* _Dataset rows_:
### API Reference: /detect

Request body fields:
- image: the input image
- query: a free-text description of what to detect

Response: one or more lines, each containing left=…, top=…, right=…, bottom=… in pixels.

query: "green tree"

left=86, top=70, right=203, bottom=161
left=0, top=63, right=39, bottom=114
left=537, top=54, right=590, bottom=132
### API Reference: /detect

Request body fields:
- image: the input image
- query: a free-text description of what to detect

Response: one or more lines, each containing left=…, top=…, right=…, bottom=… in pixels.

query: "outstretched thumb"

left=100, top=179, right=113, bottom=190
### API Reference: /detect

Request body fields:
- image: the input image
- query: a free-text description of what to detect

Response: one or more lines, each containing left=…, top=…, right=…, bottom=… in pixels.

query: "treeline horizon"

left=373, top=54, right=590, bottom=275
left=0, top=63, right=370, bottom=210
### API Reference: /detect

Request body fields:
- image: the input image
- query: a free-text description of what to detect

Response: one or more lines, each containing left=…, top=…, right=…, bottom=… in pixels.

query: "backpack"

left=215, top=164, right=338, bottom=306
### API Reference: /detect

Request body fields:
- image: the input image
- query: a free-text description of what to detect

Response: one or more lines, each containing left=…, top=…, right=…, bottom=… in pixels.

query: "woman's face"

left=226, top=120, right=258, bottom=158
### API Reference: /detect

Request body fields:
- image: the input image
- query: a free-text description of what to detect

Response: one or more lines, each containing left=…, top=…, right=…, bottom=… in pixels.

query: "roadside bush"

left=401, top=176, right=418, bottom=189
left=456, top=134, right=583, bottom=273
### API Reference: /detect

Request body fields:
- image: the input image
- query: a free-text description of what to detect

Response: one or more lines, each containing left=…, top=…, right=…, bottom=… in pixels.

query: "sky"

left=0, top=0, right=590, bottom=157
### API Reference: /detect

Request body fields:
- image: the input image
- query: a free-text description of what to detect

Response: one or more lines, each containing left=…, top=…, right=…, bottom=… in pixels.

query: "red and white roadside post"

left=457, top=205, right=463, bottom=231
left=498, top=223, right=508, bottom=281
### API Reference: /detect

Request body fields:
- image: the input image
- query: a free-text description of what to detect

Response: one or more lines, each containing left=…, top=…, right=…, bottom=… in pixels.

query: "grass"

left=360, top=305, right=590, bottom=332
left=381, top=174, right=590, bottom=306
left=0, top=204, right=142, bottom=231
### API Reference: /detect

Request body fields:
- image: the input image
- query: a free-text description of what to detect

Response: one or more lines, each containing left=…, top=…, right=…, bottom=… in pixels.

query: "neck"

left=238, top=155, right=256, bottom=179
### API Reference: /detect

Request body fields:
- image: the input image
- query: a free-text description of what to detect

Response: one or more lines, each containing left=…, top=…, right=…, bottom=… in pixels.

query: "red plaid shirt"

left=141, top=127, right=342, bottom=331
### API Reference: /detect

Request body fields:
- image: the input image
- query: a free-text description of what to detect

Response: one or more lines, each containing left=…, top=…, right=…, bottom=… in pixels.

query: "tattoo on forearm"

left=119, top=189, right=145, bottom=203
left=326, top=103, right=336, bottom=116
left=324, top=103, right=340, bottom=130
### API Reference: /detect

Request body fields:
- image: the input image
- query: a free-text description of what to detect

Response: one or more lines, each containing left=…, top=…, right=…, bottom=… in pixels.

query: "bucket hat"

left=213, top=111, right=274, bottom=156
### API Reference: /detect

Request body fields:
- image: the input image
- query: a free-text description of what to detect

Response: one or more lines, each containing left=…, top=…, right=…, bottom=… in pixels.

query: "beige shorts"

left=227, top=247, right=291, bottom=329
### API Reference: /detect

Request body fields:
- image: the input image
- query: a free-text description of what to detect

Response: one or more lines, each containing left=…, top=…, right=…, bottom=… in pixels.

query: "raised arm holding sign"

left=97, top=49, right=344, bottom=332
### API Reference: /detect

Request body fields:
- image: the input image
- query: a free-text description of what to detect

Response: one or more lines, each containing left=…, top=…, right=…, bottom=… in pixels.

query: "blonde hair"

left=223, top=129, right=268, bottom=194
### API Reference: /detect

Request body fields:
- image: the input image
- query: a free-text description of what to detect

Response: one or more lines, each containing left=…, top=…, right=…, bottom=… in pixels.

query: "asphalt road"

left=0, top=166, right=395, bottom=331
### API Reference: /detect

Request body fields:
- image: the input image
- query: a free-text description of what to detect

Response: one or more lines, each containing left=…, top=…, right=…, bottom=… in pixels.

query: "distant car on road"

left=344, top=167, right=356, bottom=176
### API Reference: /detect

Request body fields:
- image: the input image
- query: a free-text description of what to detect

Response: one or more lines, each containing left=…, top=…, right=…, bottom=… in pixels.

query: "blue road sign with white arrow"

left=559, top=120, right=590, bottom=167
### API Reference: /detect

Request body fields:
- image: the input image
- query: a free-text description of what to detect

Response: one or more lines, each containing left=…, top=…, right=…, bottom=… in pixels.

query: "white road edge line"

* _Given exercise_: Copy the listing from its first line through the line containing "left=0, top=0, right=590, bottom=157", inclusive, requests and all, and increase every bounding-box coordinate in the answers by 133.

* _Problem solution_:
### API Reference: /detect

Request body fields:
- image: the input image
- query: a free-text description of what to detect

Response: one or more lines, each containing left=…, top=…, right=…, bottom=… in pixels.

query: "green tree"

left=219, top=203, right=336, bottom=294
left=133, top=196, right=172, bottom=247
left=670, top=187, right=723, bottom=265
### API Reference: /detect

Request body fields:
- image: the input image
- query: a free-text description of what to detect

Response: one or more lines, each containing left=…, top=…, right=…, bottom=… in pixels.

query: "outstretched thumb"

left=233, top=312, right=246, bottom=323
### API Reference: /detect

Request body fields:
- image: the input image
- query: a free-text description of what to detect

Response: one or more lines, each containing left=…, top=…, right=…, bottom=… in pixels.

query: "treeline horizon"

left=506, top=187, right=723, bottom=408
left=133, top=196, right=503, bottom=343
### API Reference: /detect

Request body fields:
- image: the input image
- query: a free-text description of what to detect

Response: one or more lines, each containing left=…, top=…, right=…, bottom=… in pixels.

query: "backpack"

left=348, top=297, right=471, bottom=439
### API Reference: /detect

Request body fields:
- image: the input image
- query: a free-text description of what to detect

Response: one or more lines, each containing left=…, top=…, right=…, bottom=… in pixels.

query: "woman's face"

left=359, top=253, right=391, bottom=291
### API Reference: /detect

Request body fields:
- image: the input image
- query: a free-text description of what to detect

Response: one or more lines, each containing left=…, top=…, right=…, bottom=… in pixels.

query: "roadside bush"

left=534, top=309, right=551, bottom=322
left=589, top=267, right=716, bottom=406
### API Reference: /detect

Request body fields:
- image: the input image
- query: a free-text description of what to detect

Response: one or more lines, each containing left=…, top=…, right=…, bottom=… in pixels.

query: "sky"

left=133, top=133, right=723, bottom=290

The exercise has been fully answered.